**Your tasks**.
[A] Say whether each statement agrees with the ontology essay, answering yes or no and quoting the deciding words of the essay: (i) the essay was written for the Spring 2013 issue of Immerse Journal; (ii) the author attended seminary in New York; (iii) the author grew up Episcopalian.
[B] Write out the part of the ontology essay that opens with the words containing "Well, three years" and closes with "silly me . . .".

**Document section**.
-----

Given my current touring schedule, it will be some time before I am in a pulpit again. Thus, it seemed a good opportunity to reprint a few pieces I've written for various publications over the past couple years. What follows is an essay on the topic of "Ontology," written for the Spring 2013 Issue of Immerse Journal. If I understood the lengthy contract correctly, I do have permission to reprint my own words. :-)
On Ontology -- Fr. George Baum
So, I know the word “ontology” has a long history in philosophy classrooms and so forth, but in my little neck of the woods, as an Episcopal priest, it is generally connected to Ordination. And there, the connection has to do with “ontological change.” My classmates and I always kind of had a knowing wink when we used the phrase, “ontological change,” because even though everyone always assured us that this is what happens when a Bishop lays hands on you, well . . . come on, right? I mean, can my actual essence be changed because some person in a pointy hat and lovely chasuble holds his or her hands over my head? Really?
Well, three years in, I find myself saying, “Yep. That’s exactly what happened.”
But let me back up a minute . . . When I was in seminary in New York, it used to drive my wife and me crazy when my classmates would speak of getting “a job” when they left seminary. Having grown up Lutheran, in my case, the word they were reaching for was “call,” and “job” was certainly no synonym, in my estimation. All that talk of looking for jobs made me question their call, to be honest. Lay people looked for jobs; priests looked for calls. But, oh, silly, silly me . . .

-----

**Data shown**.

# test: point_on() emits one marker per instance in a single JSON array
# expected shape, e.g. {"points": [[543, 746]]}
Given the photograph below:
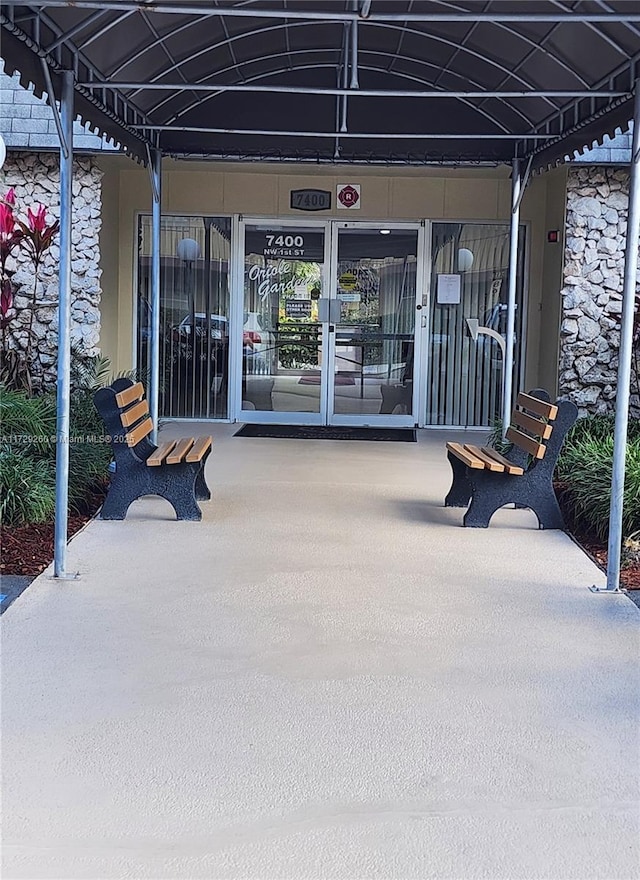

-----

**Answers to the tasks**.
[A]
(i) Yes: "written for the Spring 2013 Issue of Immerse Journal"
(ii) Yes: "When I was in seminary in New York"
(iii) No: "Having grown up Lutheran"

[B]
Well, three years in, I find myself saying, “Yep. That’s exactly what happened.”
But let me back up a minute . . . When I was in seminary in New York, it used to drive my wife and me crazy when my classmates would speak of getting “a job” when they left seminary. Having grown up Lutheran, in my case, the word they were reaching for was “call,” and “job” was certainly no synonym, in my estimation. All that talk of looking for jobs made me question their call, to be honest. Lay people looked for jobs; priests looked for calls. But, oh, silly, silly me . . .